* [TASK TO COMPLETE] Show each line in the entries below that contains the word "blue", copying every such line in full.

* [DATA RECORDS]
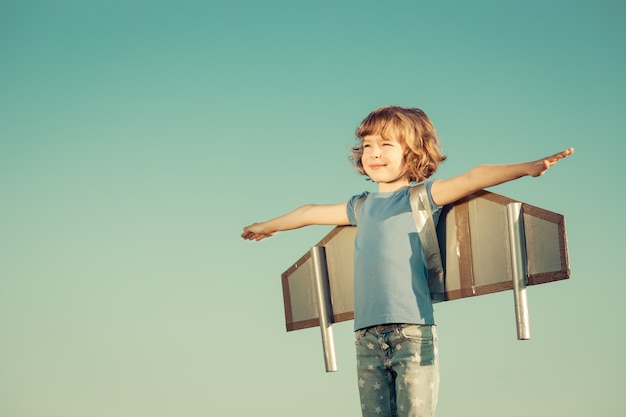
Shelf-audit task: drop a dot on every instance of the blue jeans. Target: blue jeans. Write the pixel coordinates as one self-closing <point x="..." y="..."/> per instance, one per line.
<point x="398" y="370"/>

...

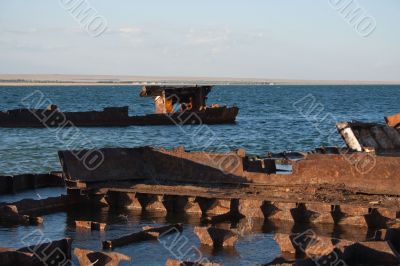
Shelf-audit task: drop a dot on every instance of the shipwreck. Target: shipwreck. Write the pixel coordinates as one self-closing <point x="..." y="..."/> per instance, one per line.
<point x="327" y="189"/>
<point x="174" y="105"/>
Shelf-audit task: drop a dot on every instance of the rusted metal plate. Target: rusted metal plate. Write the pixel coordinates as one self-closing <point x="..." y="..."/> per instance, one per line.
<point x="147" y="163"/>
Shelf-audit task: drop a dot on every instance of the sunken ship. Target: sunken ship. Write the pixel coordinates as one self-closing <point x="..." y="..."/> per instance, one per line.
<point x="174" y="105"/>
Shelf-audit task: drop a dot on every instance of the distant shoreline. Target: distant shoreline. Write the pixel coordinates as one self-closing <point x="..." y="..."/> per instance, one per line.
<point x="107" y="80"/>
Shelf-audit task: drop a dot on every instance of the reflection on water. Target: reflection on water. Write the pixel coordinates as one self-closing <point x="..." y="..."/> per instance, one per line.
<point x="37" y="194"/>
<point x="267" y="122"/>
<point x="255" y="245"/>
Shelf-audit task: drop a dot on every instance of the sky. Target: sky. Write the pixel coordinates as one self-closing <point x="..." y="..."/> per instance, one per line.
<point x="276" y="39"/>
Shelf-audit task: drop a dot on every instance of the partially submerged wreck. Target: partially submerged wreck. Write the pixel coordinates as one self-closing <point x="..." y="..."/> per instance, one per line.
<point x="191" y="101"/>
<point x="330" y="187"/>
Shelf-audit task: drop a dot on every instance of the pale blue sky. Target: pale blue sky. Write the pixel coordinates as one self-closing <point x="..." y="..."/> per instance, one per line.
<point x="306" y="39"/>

==

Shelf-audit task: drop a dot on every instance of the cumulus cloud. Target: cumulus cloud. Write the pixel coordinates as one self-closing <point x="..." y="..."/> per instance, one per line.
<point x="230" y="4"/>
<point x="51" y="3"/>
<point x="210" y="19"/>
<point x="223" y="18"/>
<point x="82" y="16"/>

* [WRITTEN RESPONSE]
Shelf-audit task: drop a dot on every instance of the blue jeans. Target: blue jeans. Write the pixel coordinates as one self-closing <point x="..." y="..."/> per instance, one per line.
Shelf-audit task: drop a dot on every instance of the pale blue sky. Target: pale blue sky. Write the pixel coordinates as one self-closing <point x="..." y="..."/> per instance, one per line.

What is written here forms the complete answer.